§ What you need to do
[a] According to the excerpt on regulation and capitalism, what share of the profits of the world's biggest 3,000 companies would be wiped out if firms had to pay for the environmental damage they cause?
[b] Print the stretch of the excerpt on regulation and capitalism from "If regulation of" through "render capitalism impossible.".
[c] Name every company or organization that the excerpt on regulation and capitalism mentions by name.

───── Document extract ─────

Thus, you are soon face to face with a fundamental conflict of our capitalist system. An unavoidable collision between the impulse most decent people share for reducing the anti-social effects of capitalism, against the need for capitalism to prosper so that everyone can have good jobs and incomes. We are, whether we like it or not, materially dependent on the system’s success. But a successful system causes outcomes, such as global warming and prescribing dangerous medicines, that are inherently destructive.

Planned Regulatory Obsolescence

If regulation of the pharmaceutical industry were actually competent, as Goldacre wants it to be, it would prevent capitalism from working. Actually it’s not working well, once high performing pharma stocks have fallen below those of Coca-Cola and Unilever and drug companies are shunning research, but effective regulation would be another drag on profits. A UN report in 2009 found that a third of the profits of the world’s biggest 3,000 companies would be wiped out if firms were forced to pay for the use, loss and damage to the environment they cause. In other words, truly effective environmental regulation would render capitalism impossible.

So regulation is, quite deliberately, not effective. It allows, as research has found, just enough reform to buy off critics without seriously impeding corporate priorities. In the end, Goldacre’s vision of a “competent regulatory framework” is far more utopian than changing the system so that profit maximization is no longer the modus operandi of pharmaceutical companies.

───── Record extracts ─────

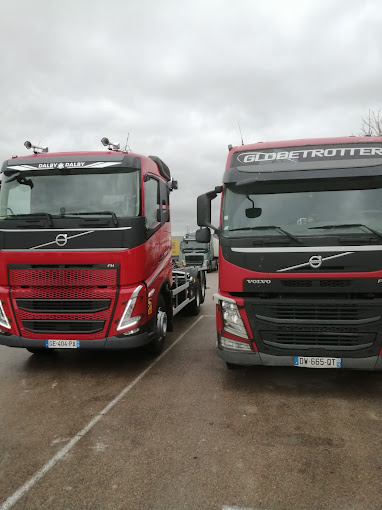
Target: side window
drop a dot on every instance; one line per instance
(151, 202)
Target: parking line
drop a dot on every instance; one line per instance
(61, 453)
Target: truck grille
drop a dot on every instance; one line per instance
(316, 312)
(66, 277)
(63, 327)
(315, 283)
(58, 301)
(311, 339)
(63, 305)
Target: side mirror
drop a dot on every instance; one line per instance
(203, 235)
(163, 215)
(253, 212)
(204, 210)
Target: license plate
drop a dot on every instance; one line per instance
(303, 361)
(62, 344)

─────

§ Outputs for the tasks
[a] A third of their profits.

[b]
If regulation of the pharmaceutical industry were actually competent, as Goldacre wants it to be, it would prevent capitalism from working. Actually it’s not working well, once high performing pharma stocks have fallen below those of Coca-Cola and Unilever and drug companies are shunning research, but effective regulation would be another drag on profits. A UN report in 2009 found that a third of the profits of the world’s biggest 3,000 companies would be wiped out if firms were forced to pay for the use, loss and damage to the environment they cause. In other words, truly effective environmental regulation would render capitalism impossible.

[c] The UN, Coca-Cola, Unilever